■ DOCUMENT EXCERPT ■

After teaching a slave holder named Claudius that men were the sons of God, the next day this man freed one hundred seventeen of his slaves. In another talk, Jesus helped a Greek physician understand that men had minds and souls that needed healing as well as bodies, and this exchange with Jesus led the doctor to search for even greater ways to be of service to people.
When speaking to a Roman soldier as they walked along the Tiber river, Jesus told the man to be brave of heart, but to also be brave enough to be just and show mercy. Jesus told the soldier to obey his highest understanding of truth and goodness just as he obeyed his commander, and to love people and seek God his Father in heaven with a whole heart.
When Jesus met a poor man who had been falsely found guilty of a crime, he went with him to speak to the judge. Jesus told the judge that the greater the nation was, the more it made sure that injustice never happened to even it’s poorest citizen. He said that there was shame on any country where only those with money could get justice. Jesus said that a country’s survival depended on the fairness of its courts, and that it was a sacred duty to let innocent people go and to punish the ones who were guilty. Where religion is based on mercy, government is based on justice. After hearing Jesus speak, the judge reopened the case, reviewed the evidence, and found the poor man innocent.

■ DATA LISTING ■
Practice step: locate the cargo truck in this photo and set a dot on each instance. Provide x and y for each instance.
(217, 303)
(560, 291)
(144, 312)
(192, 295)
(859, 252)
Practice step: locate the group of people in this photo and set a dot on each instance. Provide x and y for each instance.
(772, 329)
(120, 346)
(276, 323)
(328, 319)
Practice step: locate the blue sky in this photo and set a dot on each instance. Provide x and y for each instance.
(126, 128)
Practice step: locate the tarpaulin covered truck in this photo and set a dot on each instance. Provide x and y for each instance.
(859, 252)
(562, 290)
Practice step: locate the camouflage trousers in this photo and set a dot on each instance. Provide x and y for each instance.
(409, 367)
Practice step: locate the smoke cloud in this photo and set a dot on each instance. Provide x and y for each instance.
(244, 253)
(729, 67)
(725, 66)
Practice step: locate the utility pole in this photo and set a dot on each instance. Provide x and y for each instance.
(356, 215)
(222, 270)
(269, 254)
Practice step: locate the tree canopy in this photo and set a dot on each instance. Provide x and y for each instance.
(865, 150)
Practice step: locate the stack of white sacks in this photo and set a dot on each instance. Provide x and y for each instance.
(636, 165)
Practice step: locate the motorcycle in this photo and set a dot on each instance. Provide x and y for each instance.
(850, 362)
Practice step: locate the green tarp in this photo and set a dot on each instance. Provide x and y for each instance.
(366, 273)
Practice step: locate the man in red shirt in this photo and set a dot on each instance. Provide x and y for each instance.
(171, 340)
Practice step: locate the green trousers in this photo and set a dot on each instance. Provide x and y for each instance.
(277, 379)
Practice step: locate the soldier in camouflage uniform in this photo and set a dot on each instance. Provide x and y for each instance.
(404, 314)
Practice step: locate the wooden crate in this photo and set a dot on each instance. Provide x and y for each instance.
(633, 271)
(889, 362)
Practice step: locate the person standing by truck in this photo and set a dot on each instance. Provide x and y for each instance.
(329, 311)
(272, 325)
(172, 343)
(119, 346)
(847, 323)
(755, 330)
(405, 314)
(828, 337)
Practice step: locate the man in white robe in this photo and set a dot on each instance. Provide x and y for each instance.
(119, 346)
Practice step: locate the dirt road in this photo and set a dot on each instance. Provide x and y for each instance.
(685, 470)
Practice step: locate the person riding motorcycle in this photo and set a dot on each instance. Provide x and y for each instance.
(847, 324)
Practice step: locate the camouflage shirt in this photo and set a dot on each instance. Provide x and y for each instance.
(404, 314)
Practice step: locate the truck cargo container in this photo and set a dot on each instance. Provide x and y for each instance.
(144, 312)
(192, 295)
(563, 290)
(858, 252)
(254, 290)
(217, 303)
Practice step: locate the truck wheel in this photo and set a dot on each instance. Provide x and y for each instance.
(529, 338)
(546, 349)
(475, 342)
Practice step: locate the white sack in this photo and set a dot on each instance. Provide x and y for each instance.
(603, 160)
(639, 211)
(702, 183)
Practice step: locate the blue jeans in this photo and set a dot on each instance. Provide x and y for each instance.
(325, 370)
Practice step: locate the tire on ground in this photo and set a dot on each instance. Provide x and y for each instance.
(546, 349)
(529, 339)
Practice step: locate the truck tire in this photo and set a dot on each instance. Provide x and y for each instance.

...

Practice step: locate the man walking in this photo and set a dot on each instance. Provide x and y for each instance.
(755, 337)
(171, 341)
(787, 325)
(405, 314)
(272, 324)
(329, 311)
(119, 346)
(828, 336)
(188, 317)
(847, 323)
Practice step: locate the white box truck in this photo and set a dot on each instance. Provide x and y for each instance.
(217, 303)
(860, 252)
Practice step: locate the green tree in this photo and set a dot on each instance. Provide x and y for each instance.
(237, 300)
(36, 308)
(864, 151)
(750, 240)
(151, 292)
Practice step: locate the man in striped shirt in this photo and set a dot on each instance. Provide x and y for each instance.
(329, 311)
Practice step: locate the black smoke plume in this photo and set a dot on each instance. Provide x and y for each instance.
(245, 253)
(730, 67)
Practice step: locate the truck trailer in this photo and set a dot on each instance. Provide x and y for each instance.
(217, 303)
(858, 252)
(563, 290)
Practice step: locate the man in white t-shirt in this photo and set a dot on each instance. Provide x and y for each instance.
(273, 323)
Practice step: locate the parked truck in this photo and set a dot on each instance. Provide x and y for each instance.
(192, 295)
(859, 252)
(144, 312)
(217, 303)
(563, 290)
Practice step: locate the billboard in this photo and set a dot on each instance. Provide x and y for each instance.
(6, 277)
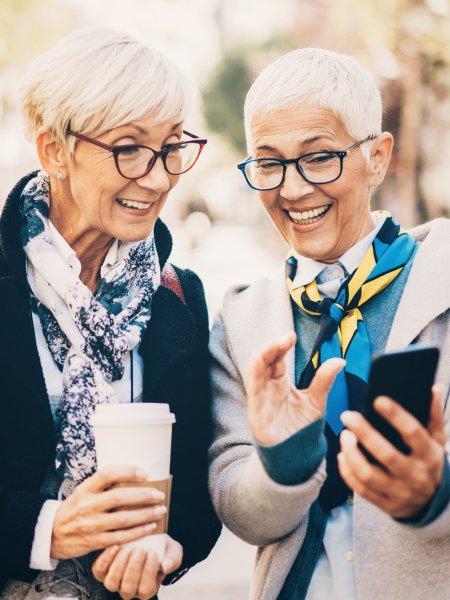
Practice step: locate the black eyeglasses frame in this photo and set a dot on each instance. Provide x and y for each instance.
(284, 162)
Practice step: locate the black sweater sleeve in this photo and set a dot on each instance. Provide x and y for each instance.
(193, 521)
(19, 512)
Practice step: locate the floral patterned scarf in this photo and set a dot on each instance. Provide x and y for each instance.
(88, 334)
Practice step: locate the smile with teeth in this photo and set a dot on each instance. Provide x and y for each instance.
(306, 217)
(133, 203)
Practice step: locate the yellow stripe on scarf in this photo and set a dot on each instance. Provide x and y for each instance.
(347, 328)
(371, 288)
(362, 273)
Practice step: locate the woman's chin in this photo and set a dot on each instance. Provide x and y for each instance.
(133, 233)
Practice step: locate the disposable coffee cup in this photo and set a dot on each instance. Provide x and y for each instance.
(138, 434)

■ EXERCISES TO COMPLETE ■
1. Condense the paragraph beginning "When Jesus met a poor man" from the passage about Jesus's conversations into a short bulleted list that keeps its main facts.
2. Continue the passage about Jesus's conversations with the people he met, picking up after its last sentence.

■ RESULTS BY TASK ■
1.
- Jesus met a poor man who had been falsely found guilty of a crime and went with him to speak to the judge.
- Jesus told the judge that the greater a nation is, the more it makes sure injustice never happens to even its poorest citizen.
- He said there is shame on any country where only those with money can get justice.
- He said a country's survival depends on the fairness of its courts, and that it is a sacred duty to free the innocent and punish the guilty.
- Religion is based on mercy, while government is based on justice.
- After hearing Jesus, the judge reopened the case, reviewed the evidence, and found the poor man innocent.

2.
Counseling the Rich Man
There was a rich man, a Roman Stoic, who wanted to know what Jesus would do with his money if he was wealthy. Jesus told him that just like he gives knowledge, wisdom, and divine service to people to enrich their mental, social, and spiritual lives, he would, in a wise manner, administer his wealth to better people’s material lives in this and future generations.
But the rich man wasn’t satisfied with that, and he wanted a more specific answer. So he asked Jesus what he, the rich man, should do with his wealth. Should he keep it, or should he give it away? Jesus could tell that this man was sincere, and that he really wanted to know how he could best serve humanity for the sake of God. So Jesus agreed to answer his question, but before doing so he said that he was only going to answer the man because he had asked for Jesus’ advice. Jesus went on to tell this rich man that the advice he was going to give to him about money was only for him, the rich man, and to not force what Jesus told him onto anyone else.
Jesus told this wealthy man that there were ten different ways that a person could become rich, and that a man had to look at his wealth and be honest when he decided from where his money had come.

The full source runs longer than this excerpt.